TASK DESCRIPTION
Extend the piece on the sealed-off town of Varosha, carrying it on past its last sentence.

EXCERPTED TEXT
------------------------------
Until 1974, when the Turks came in with their wrecking balls. (Ok, they didn’t actually come in with wrecking balls. And no, I’m still not going to make a Miley Cyrus joke.)
Turkey invaded North Cyprus in 1974, in a brutal attack that leaves that part of the country under Turkish control to this day. Fueled by the ethnic strife between the Turkish and Greek populations of Cyprus – in Famagusta, for instance, property owners were often Greek, while the labor force comprised mostly of Turks – the Turkish army took an aggressive stance against the Greek residents. Fearing for their lives, tourists, celebrities on holiday, and Greek residents fled the city overnight, leaving behind property, houses, hotels, and cars. The Turkish army sealed off Varosha immediately, and built a fence around it so no one could enter. Since that day in 1974, Varosha remains the way it was left – silverware arranged neatly on tablecloths set for dinner, beds made or unmade depending on whether the hotel guests were sleeping in or not, and striped umbrellas dotting the beaches by the hotels, empty recliners lying in their shade.
Almost forty years down, the table cloths and furniture, the bed covers and pillows, the umbrellas and cars remain, but wind has bitten holes into them, and water has caused their bones to rot. There is silverware on the tables, but it is tangled in the tendrils of creepers that have pushed through the broken asphalt roads and fingered their way into houses and car garages. Rats and snakes no longer feel the need to remain buried in dark places under the earth, and instead roam the town freely, the only living to haunt its hotels and restaurants. Sometimes at night, when these creatures have crawled to rest in the corners of empty ballrooms, and the wind howls through the hallways of the hotels, one can see a light flickering in a window – a weak light, like the flame of a candle by someone’s breath – and if you go close enough to the room, which was known to have been favored by Elizabeth Taylor and Richard Burton, you can hear a low, raspy refrain: “Who’s afraid of Virginia Woolf, Virginia Woolf, Virginia Woolf…”
------------------------------
PROVIDED MATERIAL

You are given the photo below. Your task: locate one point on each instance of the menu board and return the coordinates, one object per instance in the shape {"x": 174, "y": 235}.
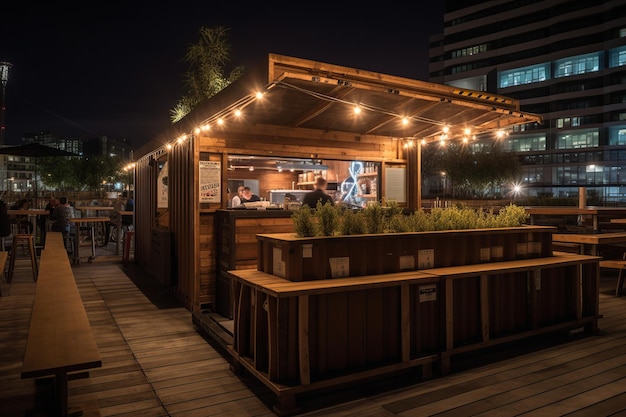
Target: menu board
{"x": 210, "y": 182}
{"x": 395, "y": 184}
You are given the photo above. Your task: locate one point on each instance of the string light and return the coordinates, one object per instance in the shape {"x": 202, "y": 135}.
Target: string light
{"x": 236, "y": 110}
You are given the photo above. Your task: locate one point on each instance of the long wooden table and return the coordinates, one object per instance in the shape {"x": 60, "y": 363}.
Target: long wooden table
{"x": 300, "y": 336}
{"x": 60, "y": 339}
{"x": 592, "y": 241}
{"x": 594, "y": 211}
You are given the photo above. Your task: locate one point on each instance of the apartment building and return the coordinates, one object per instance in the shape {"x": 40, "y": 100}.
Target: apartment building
{"x": 564, "y": 60}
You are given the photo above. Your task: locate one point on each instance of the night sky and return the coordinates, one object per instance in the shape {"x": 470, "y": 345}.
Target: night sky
{"x": 116, "y": 70}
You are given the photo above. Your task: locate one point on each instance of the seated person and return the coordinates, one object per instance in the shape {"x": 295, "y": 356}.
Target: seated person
{"x": 318, "y": 195}
{"x": 248, "y": 197}
{"x": 61, "y": 216}
{"x": 5, "y": 223}
{"x": 236, "y": 200}
{"x": 23, "y": 222}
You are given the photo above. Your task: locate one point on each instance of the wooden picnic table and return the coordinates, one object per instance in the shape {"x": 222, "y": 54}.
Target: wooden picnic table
{"x": 593, "y": 211}
{"x": 32, "y": 215}
{"x": 60, "y": 339}
{"x": 592, "y": 240}
{"x": 83, "y": 222}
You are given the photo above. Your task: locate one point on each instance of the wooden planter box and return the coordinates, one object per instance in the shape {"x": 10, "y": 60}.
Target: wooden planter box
{"x": 303, "y": 259}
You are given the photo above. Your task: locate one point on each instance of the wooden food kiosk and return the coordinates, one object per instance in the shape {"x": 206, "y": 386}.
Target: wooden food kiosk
{"x": 275, "y": 129}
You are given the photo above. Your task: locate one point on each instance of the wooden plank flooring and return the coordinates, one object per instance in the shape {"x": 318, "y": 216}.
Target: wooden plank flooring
{"x": 155, "y": 363}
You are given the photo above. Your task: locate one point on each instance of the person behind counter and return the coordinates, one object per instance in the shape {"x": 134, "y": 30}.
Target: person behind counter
{"x": 318, "y": 194}
{"x": 248, "y": 197}
{"x": 236, "y": 200}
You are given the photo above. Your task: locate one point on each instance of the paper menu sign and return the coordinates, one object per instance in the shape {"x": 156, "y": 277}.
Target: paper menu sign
{"x": 426, "y": 259}
{"x": 340, "y": 267}
{"x": 278, "y": 265}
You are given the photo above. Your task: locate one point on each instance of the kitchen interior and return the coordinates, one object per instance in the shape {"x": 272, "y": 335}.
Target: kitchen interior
{"x": 281, "y": 183}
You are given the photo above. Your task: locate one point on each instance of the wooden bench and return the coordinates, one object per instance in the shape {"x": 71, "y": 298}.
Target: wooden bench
{"x": 619, "y": 264}
{"x": 60, "y": 339}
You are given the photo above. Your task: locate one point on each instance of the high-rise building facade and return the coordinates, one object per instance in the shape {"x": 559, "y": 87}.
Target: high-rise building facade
{"x": 562, "y": 59}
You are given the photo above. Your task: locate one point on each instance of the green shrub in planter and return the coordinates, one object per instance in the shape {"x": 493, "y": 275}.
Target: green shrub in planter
{"x": 374, "y": 219}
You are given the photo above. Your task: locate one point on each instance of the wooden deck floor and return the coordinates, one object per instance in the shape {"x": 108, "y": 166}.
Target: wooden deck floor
{"x": 155, "y": 363}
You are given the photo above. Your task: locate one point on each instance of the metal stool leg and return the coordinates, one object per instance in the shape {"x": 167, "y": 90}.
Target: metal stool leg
{"x": 29, "y": 241}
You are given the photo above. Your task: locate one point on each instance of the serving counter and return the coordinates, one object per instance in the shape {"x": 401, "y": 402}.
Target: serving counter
{"x": 302, "y": 336}
{"x": 237, "y": 244}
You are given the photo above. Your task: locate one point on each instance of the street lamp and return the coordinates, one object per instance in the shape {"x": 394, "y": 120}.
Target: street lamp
{"x": 4, "y": 77}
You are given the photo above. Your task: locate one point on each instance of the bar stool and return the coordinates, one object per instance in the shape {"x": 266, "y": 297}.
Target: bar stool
{"x": 29, "y": 241}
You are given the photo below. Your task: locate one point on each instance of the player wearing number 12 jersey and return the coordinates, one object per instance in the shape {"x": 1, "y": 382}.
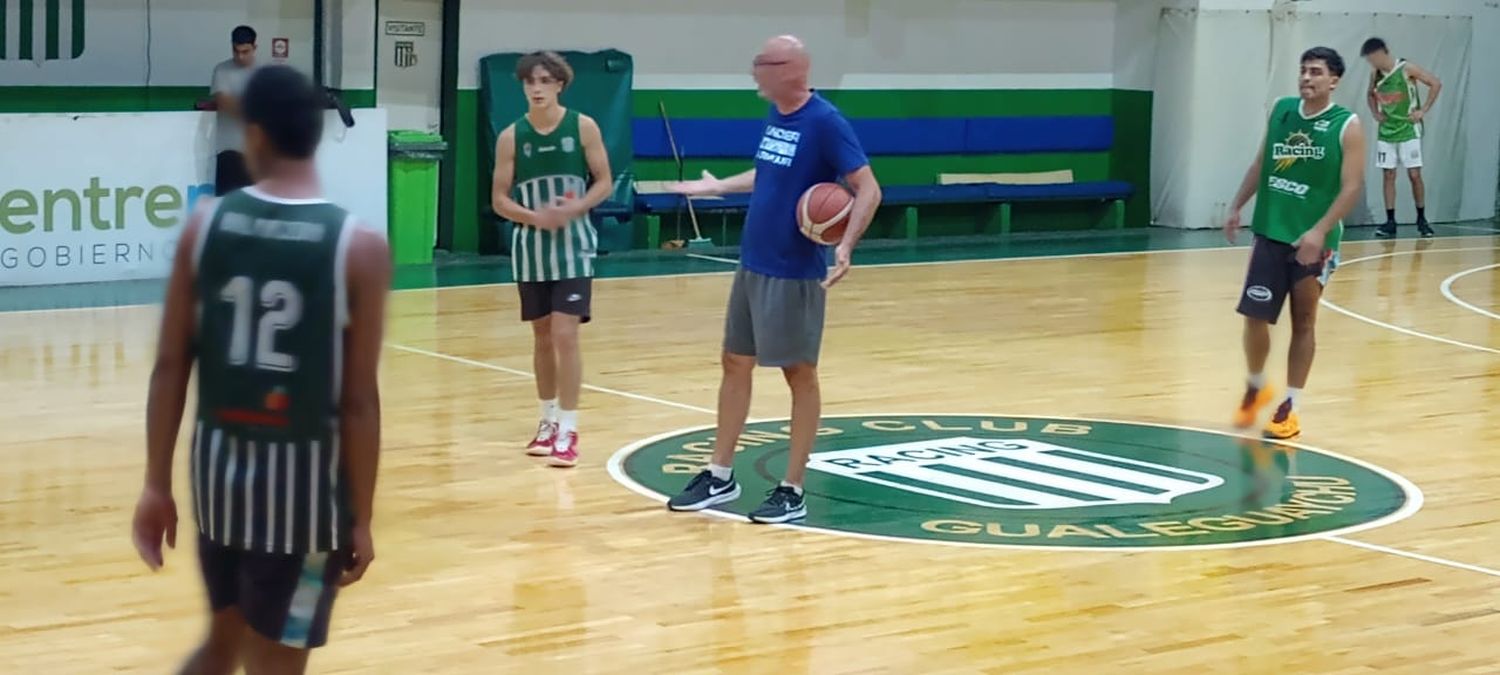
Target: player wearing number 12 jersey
{"x": 278, "y": 297}
{"x": 1305, "y": 177}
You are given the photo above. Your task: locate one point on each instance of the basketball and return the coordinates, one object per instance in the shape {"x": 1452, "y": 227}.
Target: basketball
{"x": 822, "y": 213}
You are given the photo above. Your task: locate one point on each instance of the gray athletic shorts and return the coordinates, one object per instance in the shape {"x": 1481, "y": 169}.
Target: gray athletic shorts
{"x": 779, "y": 321}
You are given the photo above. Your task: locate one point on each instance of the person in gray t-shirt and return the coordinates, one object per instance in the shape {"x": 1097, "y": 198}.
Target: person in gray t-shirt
{"x": 228, "y": 83}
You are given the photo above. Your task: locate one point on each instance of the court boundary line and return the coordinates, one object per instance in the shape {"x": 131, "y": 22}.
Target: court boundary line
{"x": 1416, "y": 497}
{"x": 1448, "y": 291}
{"x": 1401, "y": 329}
{"x": 530, "y": 375}
{"x": 872, "y": 266}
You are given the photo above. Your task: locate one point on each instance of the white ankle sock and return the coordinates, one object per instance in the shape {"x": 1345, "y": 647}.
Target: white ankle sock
{"x": 567, "y": 420}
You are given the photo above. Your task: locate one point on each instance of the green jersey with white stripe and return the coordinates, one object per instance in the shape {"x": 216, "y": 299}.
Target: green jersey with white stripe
{"x": 551, "y": 167}
{"x": 272, "y": 311}
{"x": 1398, "y": 98}
{"x": 1301, "y": 171}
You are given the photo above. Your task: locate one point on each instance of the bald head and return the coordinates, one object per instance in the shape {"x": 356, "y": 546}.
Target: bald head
{"x": 782, "y": 68}
{"x": 786, "y": 50}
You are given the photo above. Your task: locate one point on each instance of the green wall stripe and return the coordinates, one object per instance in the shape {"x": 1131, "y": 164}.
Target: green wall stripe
{"x": 125, "y": 99}
{"x": 54, "y": 29}
{"x": 738, "y": 104}
{"x": 911, "y": 170}
{"x": 78, "y": 29}
{"x": 468, "y": 206}
{"x": 1130, "y": 158}
{"x": 24, "y": 39}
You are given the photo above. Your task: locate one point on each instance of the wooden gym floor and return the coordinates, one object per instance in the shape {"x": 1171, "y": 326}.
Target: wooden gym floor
{"x": 489, "y": 561}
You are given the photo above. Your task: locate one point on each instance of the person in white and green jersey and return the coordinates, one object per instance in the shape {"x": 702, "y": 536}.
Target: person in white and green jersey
{"x": 551, "y": 168}
{"x": 1400, "y": 111}
{"x": 1305, "y": 177}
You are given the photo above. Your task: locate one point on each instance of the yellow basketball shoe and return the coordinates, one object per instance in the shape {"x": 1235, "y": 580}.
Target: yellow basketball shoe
{"x": 1284, "y": 423}
{"x": 1250, "y": 405}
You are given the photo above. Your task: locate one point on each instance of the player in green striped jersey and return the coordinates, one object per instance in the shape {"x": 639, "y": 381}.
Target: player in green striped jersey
{"x": 551, "y": 168}
{"x": 278, "y": 299}
{"x": 1400, "y": 110}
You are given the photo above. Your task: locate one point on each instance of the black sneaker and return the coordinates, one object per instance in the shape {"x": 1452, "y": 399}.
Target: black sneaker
{"x": 704, "y": 491}
{"x": 783, "y": 506}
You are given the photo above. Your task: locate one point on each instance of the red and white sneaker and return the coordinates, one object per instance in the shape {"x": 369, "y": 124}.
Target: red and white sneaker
{"x": 546, "y": 437}
{"x": 564, "y": 450}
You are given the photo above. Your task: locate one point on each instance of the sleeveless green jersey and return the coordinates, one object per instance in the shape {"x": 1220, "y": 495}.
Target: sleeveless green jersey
{"x": 1397, "y": 96}
{"x": 272, "y": 308}
{"x": 551, "y": 167}
{"x": 1301, "y": 171}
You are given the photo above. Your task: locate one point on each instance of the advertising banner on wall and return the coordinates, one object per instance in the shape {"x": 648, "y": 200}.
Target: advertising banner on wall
{"x": 102, "y": 197}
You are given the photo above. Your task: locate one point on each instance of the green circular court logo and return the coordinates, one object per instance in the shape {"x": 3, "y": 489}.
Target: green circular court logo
{"x": 1041, "y": 482}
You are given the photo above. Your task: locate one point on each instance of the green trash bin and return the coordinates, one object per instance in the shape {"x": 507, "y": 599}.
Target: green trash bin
{"x": 413, "y": 206}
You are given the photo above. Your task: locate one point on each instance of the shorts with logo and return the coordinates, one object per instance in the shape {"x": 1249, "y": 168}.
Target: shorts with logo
{"x": 284, "y": 597}
{"x": 566, "y": 296}
{"x": 1274, "y": 270}
{"x": 1409, "y": 153}
{"x": 779, "y": 321}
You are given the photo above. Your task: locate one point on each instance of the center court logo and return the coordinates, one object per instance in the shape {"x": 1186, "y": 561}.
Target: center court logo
{"x": 42, "y": 30}
{"x": 1029, "y": 482}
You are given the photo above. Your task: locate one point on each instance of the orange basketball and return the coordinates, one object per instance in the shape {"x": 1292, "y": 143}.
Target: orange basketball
{"x": 822, "y": 213}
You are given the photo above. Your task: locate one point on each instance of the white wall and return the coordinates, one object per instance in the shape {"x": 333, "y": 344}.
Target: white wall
{"x": 351, "y": 44}
{"x": 855, "y": 44}
{"x": 410, "y": 89}
{"x": 1136, "y": 42}
{"x": 177, "y": 42}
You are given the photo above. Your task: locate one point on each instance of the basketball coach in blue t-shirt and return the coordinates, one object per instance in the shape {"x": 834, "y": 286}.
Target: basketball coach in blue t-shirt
{"x": 776, "y": 306}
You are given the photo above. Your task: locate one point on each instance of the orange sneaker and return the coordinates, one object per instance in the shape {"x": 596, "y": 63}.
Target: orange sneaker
{"x": 1284, "y": 425}
{"x": 1250, "y": 407}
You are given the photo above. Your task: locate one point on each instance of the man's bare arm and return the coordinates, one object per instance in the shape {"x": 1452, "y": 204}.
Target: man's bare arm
{"x": 368, "y": 269}
{"x": 174, "y": 357}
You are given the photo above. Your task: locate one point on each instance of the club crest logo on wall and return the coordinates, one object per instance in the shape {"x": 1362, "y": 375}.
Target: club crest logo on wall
{"x": 405, "y": 53}
{"x": 32, "y": 30}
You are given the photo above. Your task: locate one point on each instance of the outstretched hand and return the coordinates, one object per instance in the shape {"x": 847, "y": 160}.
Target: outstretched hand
{"x": 704, "y": 186}
{"x": 842, "y": 260}
{"x": 155, "y": 519}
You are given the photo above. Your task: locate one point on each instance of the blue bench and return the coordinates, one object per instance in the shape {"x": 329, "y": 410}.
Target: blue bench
{"x": 705, "y": 138}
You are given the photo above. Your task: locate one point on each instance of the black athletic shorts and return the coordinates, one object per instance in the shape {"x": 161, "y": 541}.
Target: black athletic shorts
{"x": 1274, "y": 270}
{"x": 230, "y": 173}
{"x": 284, "y": 597}
{"x": 567, "y": 296}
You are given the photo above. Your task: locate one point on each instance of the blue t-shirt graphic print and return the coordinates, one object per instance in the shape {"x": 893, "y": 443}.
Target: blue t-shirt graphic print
{"x": 815, "y": 144}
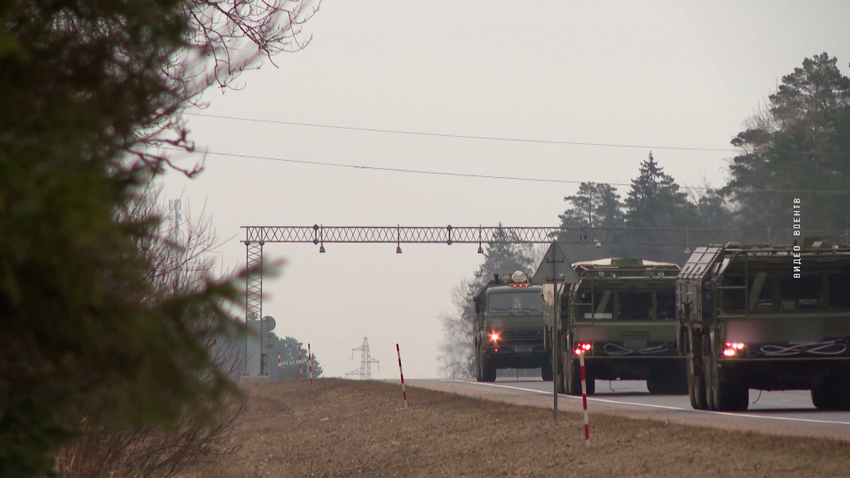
------------------------------
ANSWER TO THIS TASK
Ok, so I don’t really have a verifiable source for that last statement about candlelight and raspy refrains. But the rest is sadly true. Ever so occasionally photojournalists have been allowed beyond the fence, and the pictures they’ve taken show a world abandoned in the midst of a moment of leisure. And nature, it seems, is slowly reclaiming humanity’s prize achievements in this little corner of the planet.
More recently it has been said that Varosha holds the key to the reunification of Cyprus, but quite like Famagusta, of which it is a part, Varosha will probably never reclaim its past glory. Not even in the highly unlikely scenario where, through some force of magic, the Turkish and Greek parts of Cyprus are reunited.